PROBLEM REQUIREMENTS:
From the entries that follow, list every line in which the string "right" appears.

GIVEN INFORMATION:

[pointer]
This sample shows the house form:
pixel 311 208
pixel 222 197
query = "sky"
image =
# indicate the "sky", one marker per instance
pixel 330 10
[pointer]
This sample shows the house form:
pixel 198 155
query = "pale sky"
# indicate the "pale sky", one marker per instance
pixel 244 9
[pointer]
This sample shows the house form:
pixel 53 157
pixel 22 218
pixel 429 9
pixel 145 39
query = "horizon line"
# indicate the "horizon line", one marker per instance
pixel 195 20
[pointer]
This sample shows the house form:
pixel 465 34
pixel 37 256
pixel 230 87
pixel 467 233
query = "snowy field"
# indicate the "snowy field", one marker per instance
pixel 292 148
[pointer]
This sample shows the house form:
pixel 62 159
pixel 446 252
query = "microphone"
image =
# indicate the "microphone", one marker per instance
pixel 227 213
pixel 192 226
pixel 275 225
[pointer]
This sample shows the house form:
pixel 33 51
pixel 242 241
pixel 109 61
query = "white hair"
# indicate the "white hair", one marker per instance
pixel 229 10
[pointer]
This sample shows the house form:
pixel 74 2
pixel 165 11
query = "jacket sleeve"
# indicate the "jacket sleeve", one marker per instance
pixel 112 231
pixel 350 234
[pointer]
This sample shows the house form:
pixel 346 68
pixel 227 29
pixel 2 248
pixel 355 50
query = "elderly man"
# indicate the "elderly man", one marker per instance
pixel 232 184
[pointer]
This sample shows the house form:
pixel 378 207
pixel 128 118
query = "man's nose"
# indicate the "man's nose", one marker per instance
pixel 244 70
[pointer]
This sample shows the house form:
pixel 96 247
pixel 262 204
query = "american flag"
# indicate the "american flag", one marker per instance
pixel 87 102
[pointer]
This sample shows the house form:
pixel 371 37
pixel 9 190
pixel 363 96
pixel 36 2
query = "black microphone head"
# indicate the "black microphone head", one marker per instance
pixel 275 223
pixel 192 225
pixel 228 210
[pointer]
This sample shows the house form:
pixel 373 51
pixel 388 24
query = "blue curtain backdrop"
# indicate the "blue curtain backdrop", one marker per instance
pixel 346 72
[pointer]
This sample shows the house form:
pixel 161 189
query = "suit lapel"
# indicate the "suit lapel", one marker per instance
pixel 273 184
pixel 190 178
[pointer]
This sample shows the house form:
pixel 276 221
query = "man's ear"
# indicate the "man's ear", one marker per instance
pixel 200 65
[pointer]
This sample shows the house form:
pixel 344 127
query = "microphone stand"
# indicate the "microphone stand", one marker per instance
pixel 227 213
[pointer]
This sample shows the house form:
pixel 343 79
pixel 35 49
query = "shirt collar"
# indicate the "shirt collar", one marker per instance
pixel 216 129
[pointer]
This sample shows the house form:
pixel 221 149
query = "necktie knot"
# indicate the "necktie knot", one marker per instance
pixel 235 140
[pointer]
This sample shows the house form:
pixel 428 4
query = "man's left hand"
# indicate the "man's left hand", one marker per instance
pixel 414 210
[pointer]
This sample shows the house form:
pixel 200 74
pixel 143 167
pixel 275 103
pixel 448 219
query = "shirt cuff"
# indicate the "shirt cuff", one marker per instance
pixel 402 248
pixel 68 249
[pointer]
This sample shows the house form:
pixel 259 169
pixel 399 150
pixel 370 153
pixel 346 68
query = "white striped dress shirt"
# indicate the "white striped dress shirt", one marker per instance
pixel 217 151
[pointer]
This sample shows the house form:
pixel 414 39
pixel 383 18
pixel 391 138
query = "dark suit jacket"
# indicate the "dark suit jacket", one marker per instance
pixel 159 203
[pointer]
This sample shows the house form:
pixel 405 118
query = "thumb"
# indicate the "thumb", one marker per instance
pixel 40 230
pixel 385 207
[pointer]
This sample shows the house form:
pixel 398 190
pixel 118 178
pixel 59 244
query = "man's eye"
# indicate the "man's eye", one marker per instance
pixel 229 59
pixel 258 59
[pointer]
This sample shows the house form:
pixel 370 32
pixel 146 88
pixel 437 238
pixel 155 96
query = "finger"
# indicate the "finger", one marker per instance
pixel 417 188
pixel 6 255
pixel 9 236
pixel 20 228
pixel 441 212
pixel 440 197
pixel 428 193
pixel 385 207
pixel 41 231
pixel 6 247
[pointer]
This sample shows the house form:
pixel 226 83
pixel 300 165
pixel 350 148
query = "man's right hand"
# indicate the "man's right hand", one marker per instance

TASK SOLUTION:
query = "man's right hand"
# indicate the "man's right hand", one marker per instance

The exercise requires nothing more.